The benchmark uses a rubric-based grading approach. Each response is evaluated against criteria written by domain experts for that specific question, with weighted point values based on importance. A model-based grader checks whether each criterion is met, and the final score represents the sum of points achieved out of the total possible.

Current Performance Reveals Room for Growth

OpenAI’s latest results show significant improvement over time, but substantial gaps remain. GPT-5 Thinking High, the top performer, achieved just 34.9% on the benchmark. Gemini 2.5 Pro Thinking scored 34.3%, while earlier models like GPT-4 Turbo managed only 12.1%.

Performance varied significantly across languages, with Hindi showing stronger results than Telugu or Bengali. Similarly, domains like History and Arts & Culture saw better performance than Law & Ethics or Architecture & Design.

OpenAI has acknowledged important caveats: because questions differ across languages, IndQA shouldn’t be interpreted as a language leaderboard. Additionally, the adversarial filtering against OpenAI’s own models could potentially disadvantage them compared to non-OpenAI models in relative performance comparisons.

- [Problems to work on]
- 1) According to the passage on the IndQA benchmark, what score did GPT-5 Thinking High achieve?
- 2) Please reproduce the passage on the IndQA benchmark word for word, starting at "Performance varied significantly" and ending at "Architecture & Design.".
The material that comes after the text is not needed.

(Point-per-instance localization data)

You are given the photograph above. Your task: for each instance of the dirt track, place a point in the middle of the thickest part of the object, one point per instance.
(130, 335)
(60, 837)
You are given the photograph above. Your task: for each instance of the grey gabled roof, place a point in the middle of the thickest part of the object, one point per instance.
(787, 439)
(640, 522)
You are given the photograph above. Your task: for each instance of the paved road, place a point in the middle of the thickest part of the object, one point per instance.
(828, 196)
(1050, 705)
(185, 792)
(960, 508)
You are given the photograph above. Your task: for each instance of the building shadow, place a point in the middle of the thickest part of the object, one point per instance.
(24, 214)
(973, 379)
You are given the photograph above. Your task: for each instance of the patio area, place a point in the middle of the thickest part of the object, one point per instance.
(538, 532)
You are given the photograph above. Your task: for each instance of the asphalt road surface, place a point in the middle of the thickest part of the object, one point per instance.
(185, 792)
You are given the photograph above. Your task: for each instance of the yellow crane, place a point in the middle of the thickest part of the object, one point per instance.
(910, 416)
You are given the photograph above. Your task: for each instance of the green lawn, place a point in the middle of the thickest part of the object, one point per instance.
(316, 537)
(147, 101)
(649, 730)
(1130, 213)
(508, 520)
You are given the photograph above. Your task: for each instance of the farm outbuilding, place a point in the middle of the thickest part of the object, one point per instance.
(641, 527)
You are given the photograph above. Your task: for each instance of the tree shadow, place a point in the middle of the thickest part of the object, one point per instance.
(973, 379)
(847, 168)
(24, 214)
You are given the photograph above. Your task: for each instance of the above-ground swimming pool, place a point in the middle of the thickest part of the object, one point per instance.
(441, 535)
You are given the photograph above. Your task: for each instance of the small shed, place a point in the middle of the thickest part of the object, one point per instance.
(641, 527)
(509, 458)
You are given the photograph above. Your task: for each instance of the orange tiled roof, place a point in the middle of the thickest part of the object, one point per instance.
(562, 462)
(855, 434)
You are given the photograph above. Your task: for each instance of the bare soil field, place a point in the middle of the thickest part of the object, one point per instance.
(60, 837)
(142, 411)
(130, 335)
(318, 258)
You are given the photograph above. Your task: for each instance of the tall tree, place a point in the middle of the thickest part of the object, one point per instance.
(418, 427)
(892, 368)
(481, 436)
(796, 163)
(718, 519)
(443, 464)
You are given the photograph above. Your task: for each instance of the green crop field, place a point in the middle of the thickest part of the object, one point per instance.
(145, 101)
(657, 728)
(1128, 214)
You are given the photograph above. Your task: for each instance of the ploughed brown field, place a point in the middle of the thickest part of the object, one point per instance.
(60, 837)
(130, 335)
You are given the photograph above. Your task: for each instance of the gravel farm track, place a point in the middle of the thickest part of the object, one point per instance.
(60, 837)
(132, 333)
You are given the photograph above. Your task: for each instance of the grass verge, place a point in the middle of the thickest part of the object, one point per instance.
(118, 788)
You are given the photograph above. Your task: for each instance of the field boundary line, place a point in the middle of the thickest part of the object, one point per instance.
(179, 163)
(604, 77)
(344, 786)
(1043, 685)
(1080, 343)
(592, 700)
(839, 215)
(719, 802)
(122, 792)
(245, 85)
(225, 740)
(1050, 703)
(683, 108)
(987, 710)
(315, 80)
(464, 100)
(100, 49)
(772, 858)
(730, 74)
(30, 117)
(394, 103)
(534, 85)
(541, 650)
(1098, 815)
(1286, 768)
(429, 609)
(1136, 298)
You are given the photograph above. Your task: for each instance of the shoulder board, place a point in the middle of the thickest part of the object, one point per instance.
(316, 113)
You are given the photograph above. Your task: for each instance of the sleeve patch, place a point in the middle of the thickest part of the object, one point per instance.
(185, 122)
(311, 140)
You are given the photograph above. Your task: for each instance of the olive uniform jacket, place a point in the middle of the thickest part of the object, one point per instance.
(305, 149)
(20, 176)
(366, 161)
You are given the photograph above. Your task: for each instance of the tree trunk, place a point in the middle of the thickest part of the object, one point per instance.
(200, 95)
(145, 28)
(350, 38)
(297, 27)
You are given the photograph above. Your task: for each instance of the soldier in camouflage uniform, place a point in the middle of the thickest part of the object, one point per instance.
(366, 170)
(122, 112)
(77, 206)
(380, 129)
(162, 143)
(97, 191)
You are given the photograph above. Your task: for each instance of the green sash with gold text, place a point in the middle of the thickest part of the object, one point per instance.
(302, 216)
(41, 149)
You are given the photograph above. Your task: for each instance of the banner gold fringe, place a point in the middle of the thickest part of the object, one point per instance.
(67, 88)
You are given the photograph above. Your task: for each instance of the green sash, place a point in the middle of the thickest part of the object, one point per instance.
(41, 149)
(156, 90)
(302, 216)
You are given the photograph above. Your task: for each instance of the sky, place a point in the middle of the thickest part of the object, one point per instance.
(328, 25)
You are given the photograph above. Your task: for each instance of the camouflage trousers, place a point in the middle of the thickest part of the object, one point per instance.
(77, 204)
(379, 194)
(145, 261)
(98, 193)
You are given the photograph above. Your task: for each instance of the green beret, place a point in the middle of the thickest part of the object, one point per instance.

- [Answers for each item]
- 1) 34.9%

- 2)
Performance varied significantly across languages, with Hindi showing stronger results than Telugu or Bengali. Similarly, domains like History and Arts & Culture saw better performance than Law & Ethics or Architecture & Design.